**Exercise brief:** Check every line of the entries below for "suit", and copy the lines that have it.

-- Material provided follows --

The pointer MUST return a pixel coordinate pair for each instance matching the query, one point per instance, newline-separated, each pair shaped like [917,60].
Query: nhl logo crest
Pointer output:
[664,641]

-- Material provided concluded --
-- Material provided follows --

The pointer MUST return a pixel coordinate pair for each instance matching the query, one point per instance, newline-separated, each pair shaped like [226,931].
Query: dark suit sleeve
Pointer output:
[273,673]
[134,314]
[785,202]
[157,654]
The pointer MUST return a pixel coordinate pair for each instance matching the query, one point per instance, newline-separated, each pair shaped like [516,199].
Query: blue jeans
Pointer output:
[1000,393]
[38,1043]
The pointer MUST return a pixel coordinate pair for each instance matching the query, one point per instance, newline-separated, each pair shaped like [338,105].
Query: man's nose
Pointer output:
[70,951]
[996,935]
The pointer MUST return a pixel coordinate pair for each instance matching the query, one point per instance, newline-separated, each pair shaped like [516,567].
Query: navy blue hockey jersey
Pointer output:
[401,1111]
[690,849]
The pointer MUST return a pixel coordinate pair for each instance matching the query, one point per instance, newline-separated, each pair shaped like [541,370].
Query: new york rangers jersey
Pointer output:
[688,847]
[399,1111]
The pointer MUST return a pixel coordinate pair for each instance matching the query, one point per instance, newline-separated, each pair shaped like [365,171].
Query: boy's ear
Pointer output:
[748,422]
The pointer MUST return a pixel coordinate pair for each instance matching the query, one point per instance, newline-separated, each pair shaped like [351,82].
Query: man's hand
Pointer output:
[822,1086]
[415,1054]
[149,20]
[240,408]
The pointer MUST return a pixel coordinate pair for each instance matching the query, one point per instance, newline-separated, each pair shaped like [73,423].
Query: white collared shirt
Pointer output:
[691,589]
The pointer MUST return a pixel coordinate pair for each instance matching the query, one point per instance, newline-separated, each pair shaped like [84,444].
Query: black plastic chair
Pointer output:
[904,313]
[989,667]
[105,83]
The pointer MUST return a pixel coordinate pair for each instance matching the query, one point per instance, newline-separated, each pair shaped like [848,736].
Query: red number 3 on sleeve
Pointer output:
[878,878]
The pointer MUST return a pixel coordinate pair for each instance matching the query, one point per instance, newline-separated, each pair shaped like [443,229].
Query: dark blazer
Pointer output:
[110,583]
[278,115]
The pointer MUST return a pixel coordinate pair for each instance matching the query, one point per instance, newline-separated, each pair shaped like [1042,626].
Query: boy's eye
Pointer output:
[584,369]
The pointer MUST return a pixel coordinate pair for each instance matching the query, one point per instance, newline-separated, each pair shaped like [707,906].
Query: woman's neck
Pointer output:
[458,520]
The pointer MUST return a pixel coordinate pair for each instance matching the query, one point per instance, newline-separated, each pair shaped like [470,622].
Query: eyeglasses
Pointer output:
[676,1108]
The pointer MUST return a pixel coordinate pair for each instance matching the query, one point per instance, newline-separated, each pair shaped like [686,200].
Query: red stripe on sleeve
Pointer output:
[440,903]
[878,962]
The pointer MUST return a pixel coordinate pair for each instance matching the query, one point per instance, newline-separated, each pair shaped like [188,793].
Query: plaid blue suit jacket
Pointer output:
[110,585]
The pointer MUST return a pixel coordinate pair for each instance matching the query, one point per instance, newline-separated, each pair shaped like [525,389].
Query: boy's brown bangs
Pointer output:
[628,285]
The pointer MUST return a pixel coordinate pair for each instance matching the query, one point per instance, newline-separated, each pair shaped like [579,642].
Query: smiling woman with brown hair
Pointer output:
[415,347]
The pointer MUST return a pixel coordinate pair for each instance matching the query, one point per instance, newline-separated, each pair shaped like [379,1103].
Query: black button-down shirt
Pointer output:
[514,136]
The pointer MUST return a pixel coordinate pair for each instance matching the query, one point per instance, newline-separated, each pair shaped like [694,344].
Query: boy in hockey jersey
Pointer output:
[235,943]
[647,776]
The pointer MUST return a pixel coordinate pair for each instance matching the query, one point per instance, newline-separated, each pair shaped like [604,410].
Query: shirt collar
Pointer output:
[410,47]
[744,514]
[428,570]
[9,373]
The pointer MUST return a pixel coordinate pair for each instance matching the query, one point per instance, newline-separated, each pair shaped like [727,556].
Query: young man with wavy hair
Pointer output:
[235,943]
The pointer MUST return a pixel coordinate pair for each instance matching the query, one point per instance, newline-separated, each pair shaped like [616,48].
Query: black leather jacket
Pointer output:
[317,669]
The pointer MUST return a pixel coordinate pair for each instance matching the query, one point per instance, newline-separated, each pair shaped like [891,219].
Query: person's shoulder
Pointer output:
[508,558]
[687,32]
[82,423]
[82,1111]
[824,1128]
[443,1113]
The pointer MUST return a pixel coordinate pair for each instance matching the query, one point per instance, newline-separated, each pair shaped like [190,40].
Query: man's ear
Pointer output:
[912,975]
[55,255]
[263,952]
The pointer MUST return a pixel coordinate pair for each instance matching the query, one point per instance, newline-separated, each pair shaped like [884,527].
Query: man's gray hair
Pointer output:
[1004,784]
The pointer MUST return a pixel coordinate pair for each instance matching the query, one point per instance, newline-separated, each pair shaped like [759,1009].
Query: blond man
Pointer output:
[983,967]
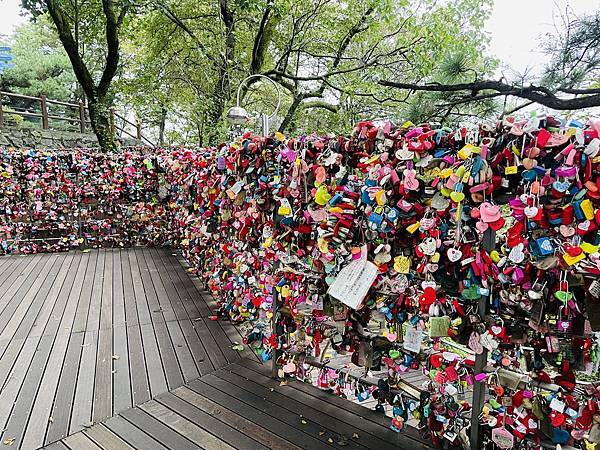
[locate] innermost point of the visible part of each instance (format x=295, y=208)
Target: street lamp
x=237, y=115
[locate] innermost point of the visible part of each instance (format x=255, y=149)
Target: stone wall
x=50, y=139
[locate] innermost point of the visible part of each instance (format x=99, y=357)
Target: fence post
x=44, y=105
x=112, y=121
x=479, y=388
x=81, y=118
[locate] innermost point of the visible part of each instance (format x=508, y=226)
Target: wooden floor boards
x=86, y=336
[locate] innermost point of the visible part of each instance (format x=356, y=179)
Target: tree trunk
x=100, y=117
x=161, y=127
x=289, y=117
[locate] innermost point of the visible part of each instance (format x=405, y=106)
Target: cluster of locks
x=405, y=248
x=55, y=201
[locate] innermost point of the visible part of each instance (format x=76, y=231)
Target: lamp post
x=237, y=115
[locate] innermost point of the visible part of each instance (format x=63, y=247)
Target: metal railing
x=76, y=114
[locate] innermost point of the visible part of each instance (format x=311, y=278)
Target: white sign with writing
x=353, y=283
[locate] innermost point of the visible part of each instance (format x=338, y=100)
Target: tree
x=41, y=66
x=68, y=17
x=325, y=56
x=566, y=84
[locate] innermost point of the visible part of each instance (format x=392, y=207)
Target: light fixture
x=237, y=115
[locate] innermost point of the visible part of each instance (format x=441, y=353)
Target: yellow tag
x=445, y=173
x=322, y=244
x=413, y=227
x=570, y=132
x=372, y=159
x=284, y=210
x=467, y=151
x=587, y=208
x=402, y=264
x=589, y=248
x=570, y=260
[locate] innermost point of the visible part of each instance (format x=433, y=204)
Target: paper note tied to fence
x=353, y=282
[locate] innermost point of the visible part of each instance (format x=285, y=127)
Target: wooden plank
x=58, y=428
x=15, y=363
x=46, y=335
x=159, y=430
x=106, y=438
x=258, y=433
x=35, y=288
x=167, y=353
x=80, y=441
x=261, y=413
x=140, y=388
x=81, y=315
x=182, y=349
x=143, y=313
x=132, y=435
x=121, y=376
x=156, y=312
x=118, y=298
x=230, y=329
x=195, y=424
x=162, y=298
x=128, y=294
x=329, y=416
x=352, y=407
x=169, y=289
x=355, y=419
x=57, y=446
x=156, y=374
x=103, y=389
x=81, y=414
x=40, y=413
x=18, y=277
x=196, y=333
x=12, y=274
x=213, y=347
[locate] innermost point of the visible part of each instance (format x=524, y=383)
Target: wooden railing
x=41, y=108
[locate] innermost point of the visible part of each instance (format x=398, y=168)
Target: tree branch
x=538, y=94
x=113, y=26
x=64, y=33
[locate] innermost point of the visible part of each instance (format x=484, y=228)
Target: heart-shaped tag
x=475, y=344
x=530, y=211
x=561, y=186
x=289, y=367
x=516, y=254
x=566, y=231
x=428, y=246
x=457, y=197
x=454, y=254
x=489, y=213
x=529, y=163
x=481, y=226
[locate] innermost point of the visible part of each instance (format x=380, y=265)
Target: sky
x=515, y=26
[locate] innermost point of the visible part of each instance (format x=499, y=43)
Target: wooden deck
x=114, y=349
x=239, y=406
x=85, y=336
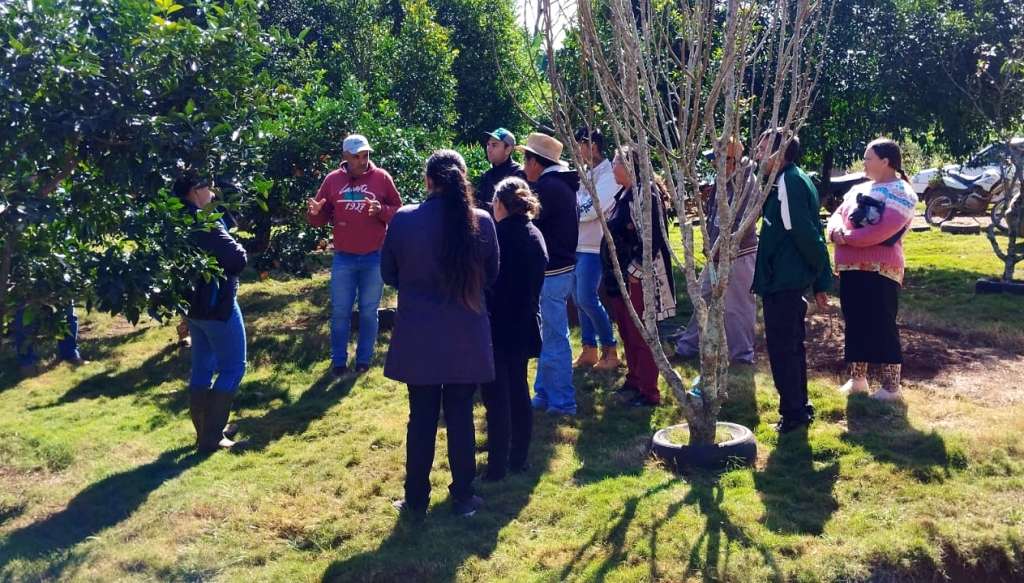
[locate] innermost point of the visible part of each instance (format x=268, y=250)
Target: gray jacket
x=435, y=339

-- Material provided concluded --

**Exercise solution:**
Query: dark suit sleeve
Query: plaid blue suit jacket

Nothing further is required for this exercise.